- Problem description
Copy out the entries that follow, unchanged.

(Information Opens)

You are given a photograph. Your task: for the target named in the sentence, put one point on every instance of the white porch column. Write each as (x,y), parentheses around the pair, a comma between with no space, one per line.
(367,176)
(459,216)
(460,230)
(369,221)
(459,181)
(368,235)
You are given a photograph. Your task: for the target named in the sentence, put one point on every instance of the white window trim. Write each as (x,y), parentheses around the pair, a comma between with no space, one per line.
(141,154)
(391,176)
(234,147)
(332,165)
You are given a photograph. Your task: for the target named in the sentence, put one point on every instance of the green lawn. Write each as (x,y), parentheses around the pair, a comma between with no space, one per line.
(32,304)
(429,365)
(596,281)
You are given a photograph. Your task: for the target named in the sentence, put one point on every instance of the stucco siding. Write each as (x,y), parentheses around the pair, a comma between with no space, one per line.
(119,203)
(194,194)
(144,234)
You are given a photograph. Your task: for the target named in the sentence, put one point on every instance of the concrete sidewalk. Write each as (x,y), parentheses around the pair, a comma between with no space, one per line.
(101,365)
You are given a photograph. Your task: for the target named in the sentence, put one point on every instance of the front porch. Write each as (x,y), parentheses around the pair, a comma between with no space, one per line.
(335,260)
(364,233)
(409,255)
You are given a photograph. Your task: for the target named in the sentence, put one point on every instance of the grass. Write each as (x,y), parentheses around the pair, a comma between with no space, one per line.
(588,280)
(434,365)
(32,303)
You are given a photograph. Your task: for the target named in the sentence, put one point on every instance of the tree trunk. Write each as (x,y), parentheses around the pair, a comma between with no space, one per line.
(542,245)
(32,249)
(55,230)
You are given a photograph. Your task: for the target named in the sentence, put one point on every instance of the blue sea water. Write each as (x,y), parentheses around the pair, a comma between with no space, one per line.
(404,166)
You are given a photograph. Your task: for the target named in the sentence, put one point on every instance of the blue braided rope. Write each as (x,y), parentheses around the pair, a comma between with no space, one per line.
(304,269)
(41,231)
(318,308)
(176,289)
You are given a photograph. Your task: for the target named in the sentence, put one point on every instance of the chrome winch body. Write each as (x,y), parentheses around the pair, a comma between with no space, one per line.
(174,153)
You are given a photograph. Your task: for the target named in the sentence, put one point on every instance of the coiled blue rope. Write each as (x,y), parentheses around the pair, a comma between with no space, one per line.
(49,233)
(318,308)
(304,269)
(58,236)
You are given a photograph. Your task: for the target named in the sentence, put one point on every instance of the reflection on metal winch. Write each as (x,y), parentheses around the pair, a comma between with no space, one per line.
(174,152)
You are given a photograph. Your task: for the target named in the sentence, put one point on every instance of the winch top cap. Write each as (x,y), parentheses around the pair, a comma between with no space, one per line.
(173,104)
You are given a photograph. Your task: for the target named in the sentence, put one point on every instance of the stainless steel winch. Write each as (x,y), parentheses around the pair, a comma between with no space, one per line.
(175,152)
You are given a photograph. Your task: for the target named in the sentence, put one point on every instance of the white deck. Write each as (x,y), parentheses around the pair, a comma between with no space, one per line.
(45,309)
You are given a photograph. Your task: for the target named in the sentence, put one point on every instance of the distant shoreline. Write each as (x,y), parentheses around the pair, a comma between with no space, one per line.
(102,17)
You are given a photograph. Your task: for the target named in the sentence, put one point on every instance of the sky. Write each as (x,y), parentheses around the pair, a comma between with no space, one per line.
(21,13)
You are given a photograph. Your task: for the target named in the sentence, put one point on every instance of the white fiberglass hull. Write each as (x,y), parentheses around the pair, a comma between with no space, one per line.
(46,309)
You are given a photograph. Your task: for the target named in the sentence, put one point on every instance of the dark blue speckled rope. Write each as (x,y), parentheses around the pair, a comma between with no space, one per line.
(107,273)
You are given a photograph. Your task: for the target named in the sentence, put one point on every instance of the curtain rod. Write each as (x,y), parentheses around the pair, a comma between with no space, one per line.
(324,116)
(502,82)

(Information Closes)

- Problem solution
You are given a photograph. Your task: for the target named in the sentence, put one point on every instance of the white porch column. Write each as (x,y), parentheses around the pair, a comma between with no space, one per line.
(367,176)
(459,216)
(460,230)
(369,221)
(459,181)
(368,235)
You are given a photograph. Your task: for the target named in the sentence, put one point on every instance of the white window trim. Write each as (x,y), parentheses around the pair, a comma between with no space, one per line.
(141,154)
(391,176)
(234,147)
(332,165)
You are given a photograph. Your task: for the target named in the sentence, put one point on every instance of the green lawn. Write each as (x,y), parentheses around the pair, a comma between with no space, one per line.
(32,304)
(429,365)
(596,281)
You are given a photograph. Your task: for the target named in the sentence, put one point on every instance of the stucco siding. Write each as (x,y), parentheses around the pair, a comma between with no space, one per line.
(119,203)
(194,194)
(144,234)
You are given a photograph. Your task: for the target named in the sentence, put one point on every instance of the concrete sidewalk. Write each as (x,y), parentheses around the pair, a comma between with no space, one per line.
(101,365)
You are given a photograph. Your task: for the target named in the sentence, put one point on every instance of the front porch. Write each as (x,y), parentheses around the pair, a comma between with no space, one per line.
(335,260)
(364,233)
(409,255)
You are given a photograph. Your task: for the target named in the sentence, put one point on every instance of the grass. Write each as (x,y), parentheses around the pair, a comma between with no space, one per line.
(588,280)
(434,365)
(32,303)
You are given a photograph. Your task: for the target named in the sentence, put one point on every instance of the tree trunk. Write each as (x,y), parentheses around the pair, a comma between with no space, one per line.
(542,245)
(32,249)
(55,230)
You are given a photograph. Your task: for the target named in the sentence, put one point on every instance of the blue sea water. Write each as (x,y), parentheses around the pair, a comma between with no space, one per line.
(404,166)
You are given a photograph. Your task: for the target named in the sentence, put one point on every instance of the blue braided rope. Write each as (x,y), parentheses around the pair, a comma between with no space, one per line.
(304,269)
(41,231)
(318,308)
(176,289)
You are given a photograph. Your task: for the target named in the sentence, put one point on every instance of the chrome winch body. Write each as (x,y), parentheses around the pair, a comma between with no space, one per line.
(174,153)
You are given a photograph. Your task: for the target named in the sentence, put one point on every instance of the coiled blue rope. Write each as (x,y), parentheses around the pair, a comma between with no space, one per line.
(49,233)
(318,308)
(304,269)
(58,236)
You are given a photograph. Your task: for the target named in the sentence, put one point on every instance of the reflection on metal winch. Write each as (x,y), parentheses around the pair, a comma between with no space, one per line.
(174,152)
You are given a photograph. Your task: for the target named in the sentence, put one point on every instance of the winch top cap. Write each as (x,y), parentheses around the pair, a comma between with no space, one per line.
(173,104)
You are given a photograph. Your task: for the target named in the sentence, put one point on every instance of the stainless steel winch. Write each as (x,y), parentheses around the pair, a comma between with no space, one per line.
(175,152)
You are given a photograph. Your task: for the target named in the sentence, put one point on every instance of the white deck. Write each as (x,y), parentheses around the pair, a comma between with no space, one per line.
(45,309)
You are given a photograph. Your task: for the target named in the sentence, put one point on every instance of the distant shoreline. Write each as (x,y), parentheses around the pair, a comma between with no space, one per line.
(102,17)
You are given a photograph. Your task: for the target named in the sentence, put one point on every instance of the sky. Write each as (x,y), parentheses around the pair, a comma between with no space, one per line.
(21,13)
You are given a photograph. Your task: for the target named in the sentence, put one point on every instance of the white fiberglass hull. Write each as (x,y), parentheses around the pair, a comma between with no space, one per line.
(46,309)
You are given a photograph. Your task: for the target named in the sentence, put one point on every instance of the dark blue speckled rope. Write each as (x,y), parentheses around the pair, a comma between with no space, one per line.
(107,273)
You are given a photograph. Your task: for the target named in the sentence, put one point on every instance of the curtain rod. Write each as (x,y), parentheses around the pair, a comma between with no space, one per line.
(324,116)
(502,82)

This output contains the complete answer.